▶ To do: Please gather every line in the records below that contains the word "instance" and copy each one in full. Case counts when matching.

▶ Input:

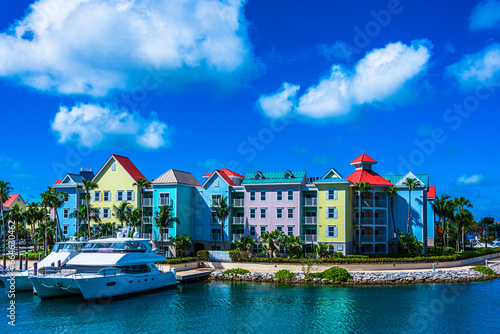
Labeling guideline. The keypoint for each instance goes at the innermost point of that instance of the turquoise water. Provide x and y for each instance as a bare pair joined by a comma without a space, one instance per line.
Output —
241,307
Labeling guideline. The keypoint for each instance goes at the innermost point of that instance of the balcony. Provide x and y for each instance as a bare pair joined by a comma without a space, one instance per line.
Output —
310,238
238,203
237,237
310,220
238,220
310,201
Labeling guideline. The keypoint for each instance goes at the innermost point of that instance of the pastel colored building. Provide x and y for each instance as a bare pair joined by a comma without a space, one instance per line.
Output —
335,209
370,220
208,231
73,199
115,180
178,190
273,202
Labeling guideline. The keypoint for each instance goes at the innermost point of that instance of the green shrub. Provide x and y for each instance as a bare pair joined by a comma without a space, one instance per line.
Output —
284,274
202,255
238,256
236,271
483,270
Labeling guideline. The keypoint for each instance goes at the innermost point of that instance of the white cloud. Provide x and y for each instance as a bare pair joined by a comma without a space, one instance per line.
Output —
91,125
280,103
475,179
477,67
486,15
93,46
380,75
---
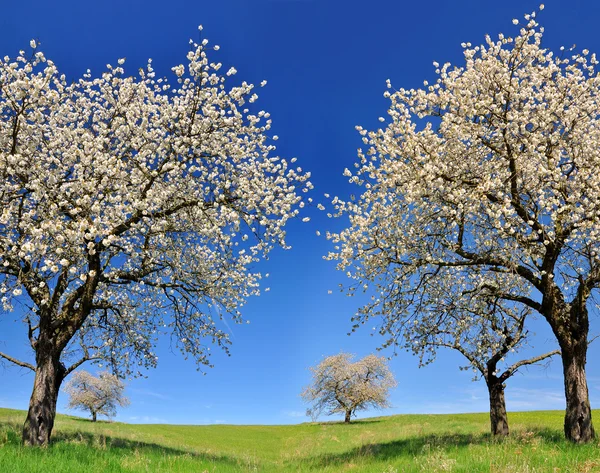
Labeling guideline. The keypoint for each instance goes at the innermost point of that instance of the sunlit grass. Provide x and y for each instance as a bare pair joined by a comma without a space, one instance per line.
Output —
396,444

▶ Finished task:
Labeling guideline. The keypoint for each instance goes at the innermost point of that instance of the turquoise water. Provide x and y for each instance as a bare pair joined by a comma without a space, one instance per line.
Labeling guideline. The keypoint for each instance goes at the innermost point of that instance of the balcony. Provide x and y for each instance as a bare pair joined by a comma without a space, one instance per line.
Labeling guideline. The keypoint for each instance goes at the innermost point of that instance of the pastel colored building. Provide x and y for each instance as a bare pair joined by a comma without a space, one instance per line.
Labeling guideline. The keypoint for each instance goes at the innermost point of that instance of the green shrub. Provide x and y for each instance as a bare pair joined by a comma without a space, one instance per line.
Labeling guideline. The keypoint for each instance goes at the innermost point of that instance of the white cloud. Provide x and y for each instance as a bare pair joined by a comma without a space, one instance per line.
Labeling guideline. The keypoint for each instance goes at the innermost point of that instance of the sunlit grass. Provide x and y for each instance as a bare pair joined by a comma without a space, one instance per line.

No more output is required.